[Source document — start]

FISCAL 2016-2017 BIENNIUM NARROWLY BALANCED
The adopted biennial budget for fiscal years 2016-2017 resolved current services gaps of approximately $1.1 billion in both years that were driven by higher Medicaid trends, rising employee wages and fringe benefits, and higher retirement benefit costs. Gaps were closed primarily through recurring actions, most notably tax rate increases. New revenues include raising the PIT top rate to 6.99%, from 6.7%, and extending the hospital provider tax and the corporation tax surcharge. Spending grows 4.2% in fiscal 2016 and 3% in fiscal 2017. Both years are projected to end with minimal balances, at $0.8 million in fiscal 2016 and $2.5 million in fiscal 2017.
The adopted budget included substantial changes to address state transportation needs and strengthen BRF funding mechanisms, although full implementation of the latter is delayed until fiscal year (FY) 2021. For transportation, the budget phases in a shift of a portion of general sales taxes to the special transportation fund while authorizing additional bonding for roads and other transportation needs; municipalities will likewise receive a portion of sales taxes formerly collected in the general fund.
DEBT AND OTHER LIABILITIES HIGH
Connecticut has continued to demonstrate the ability and willingness to absorb fixed costs for its debt and retirement liabilities, which are high compared to other states. Net tax-supported debt as of July 2015 totals $21.1 billion, or 9.4% of 2014 personal income. Three-quarters of net tax-supported debt is GO, a large share of which has been issued for local school capital needs. GO borrowing includes $2.3 billion to support the teachers retirement fund (TRF).

[Source document — finish]
[Data supplied — start]

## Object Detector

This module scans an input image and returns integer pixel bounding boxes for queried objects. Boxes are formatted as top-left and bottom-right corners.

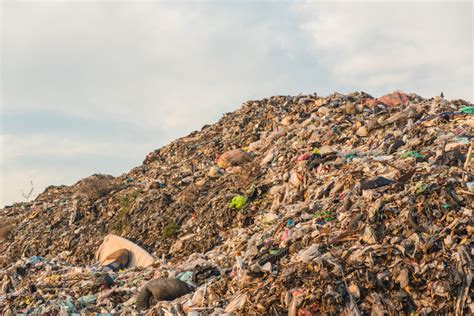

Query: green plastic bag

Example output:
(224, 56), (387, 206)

(402, 151), (425, 159)
(460, 106), (474, 114)
(229, 195), (247, 210)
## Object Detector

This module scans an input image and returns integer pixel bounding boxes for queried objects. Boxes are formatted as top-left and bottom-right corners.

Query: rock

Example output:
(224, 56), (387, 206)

(137, 279), (191, 310)
(217, 149), (249, 169)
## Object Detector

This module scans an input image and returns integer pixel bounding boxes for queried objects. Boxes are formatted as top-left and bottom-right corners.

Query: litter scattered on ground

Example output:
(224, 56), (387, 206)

(0, 92), (474, 316)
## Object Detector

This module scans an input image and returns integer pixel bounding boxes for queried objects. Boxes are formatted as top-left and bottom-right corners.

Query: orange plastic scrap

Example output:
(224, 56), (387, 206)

(378, 91), (410, 106)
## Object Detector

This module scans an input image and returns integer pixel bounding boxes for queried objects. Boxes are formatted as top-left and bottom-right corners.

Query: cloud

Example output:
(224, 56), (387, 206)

(2, 2), (322, 128)
(0, 1), (474, 204)
(294, 2), (473, 100)
(0, 134), (150, 204)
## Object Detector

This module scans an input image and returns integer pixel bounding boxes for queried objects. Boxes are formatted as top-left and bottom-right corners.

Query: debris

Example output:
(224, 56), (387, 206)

(0, 92), (474, 315)
(137, 279), (191, 310)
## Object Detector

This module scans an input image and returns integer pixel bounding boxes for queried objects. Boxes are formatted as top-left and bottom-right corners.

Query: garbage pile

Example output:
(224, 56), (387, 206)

(0, 92), (474, 315)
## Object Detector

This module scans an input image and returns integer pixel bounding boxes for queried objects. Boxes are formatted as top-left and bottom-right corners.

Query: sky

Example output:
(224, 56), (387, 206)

(0, 0), (474, 206)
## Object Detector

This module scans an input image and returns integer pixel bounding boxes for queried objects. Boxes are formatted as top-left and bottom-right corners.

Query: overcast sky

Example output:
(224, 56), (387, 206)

(0, 1), (474, 206)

[Data supplied — finish]

Problem statement » Write a continuation of the Connecticut budget and debt text, starting after its last sentence.

Exercise result »
Funding levels for the state's major pension systems remain a source of concern. As of their June 30, 2014 valuations, reported under GASB 67 standards, the state employees' retirement system (SERS) had assets sufficient to cover 39.5% of liabilities, and TRF had assets sufficient to cover 61.6% of liabilities. Using Fitch's more conservative 7% return assumption (instead of the 8% used by SERS and the 8.5% used by TRF) would lower the plans' respective ratios to 35.6% and 52.8%. As of Fitch's 2014 state pension report, the burden of net tax-supported debt and adjusted unfunded pension obligations of both systems equaled 24.6% of personal income, among the highest of U.S. states.
Despite the weak funded ratios of both plans, Connecticut maintains a conservative amortization approach relative to other states and has fully baselined the plans' resulting high contributions. The ARC for both has now been fully funded for years; for the TRF bonds, the state fully funds the ARC under a covenant linked to the GO pension bonds. Several rounds of pension reforms have been implemented which in some cases elevated near-term contributions to accelerate funded ratio improvement over time.
RELATED CREDITS BEING AFFIRMED
Fitch also affirms the ratings on the following outstanding bonds of the state of Connecticut and related entities:
--State of Connecticut GO bonds and notes, at 'AA';
--University of Connecticut state debt service commitment bonds, at 'AA-';
--Connecticut Higher Education Supplemental Loan Authority state supported revenue bonds payable from special capital reserve funds, at 'AA-';
--Capital City Economic Development Authority parking and energy fee revenue bonds, series 2004A, 2004B, and 2008D, at 'AA-';
--Connecticut Development Authority and Connecticut Innovations general fund obligation bonds, series 2004A, 2004B, 2004C, 2006A and 2014A, at 'AA-';
--Connecticut Health and Educational Facilities Authority (CHEFA) revenue bonds (child care facilities program) series G, at 'A+'.
The Rating Outlook for all of these GO and GO-linked ratings is Stable.